▶ **SUPPLIED RECORDS**:
———

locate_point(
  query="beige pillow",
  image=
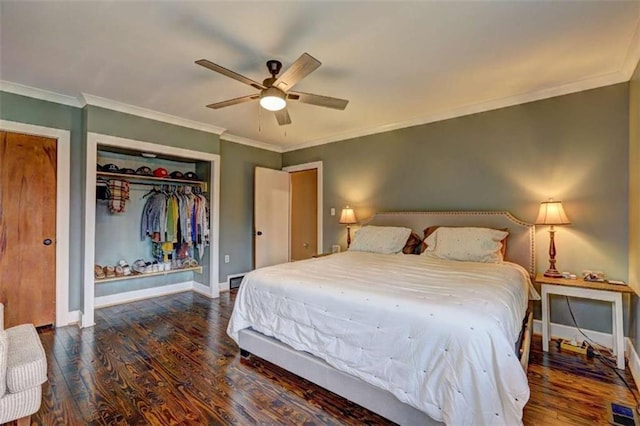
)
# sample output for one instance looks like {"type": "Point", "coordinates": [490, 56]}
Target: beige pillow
{"type": "Point", "coordinates": [380, 239]}
{"type": "Point", "coordinates": [431, 229]}
{"type": "Point", "coordinates": [414, 244]}
{"type": "Point", "coordinates": [466, 244]}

———

▶ **TASK DETAILS**: The entries above are to be reproduced exactly, with the pictures dropped.

▶ **PROBLEM SOLUTION**:
locate_point(
  query="beige pillow",
  image=
)
# sample output for one instance looks like {"type": "Point", "coordinates": [490, 56]}
Target: beige pillow
{"type": "Point", "coordinates": [380, 239]}
{"type": "Point", "coordinates": [431, 229]}
{"type": "Point", "coordinates": [414, 244]}
{"type": "Point", "coordinates": [466, 244]}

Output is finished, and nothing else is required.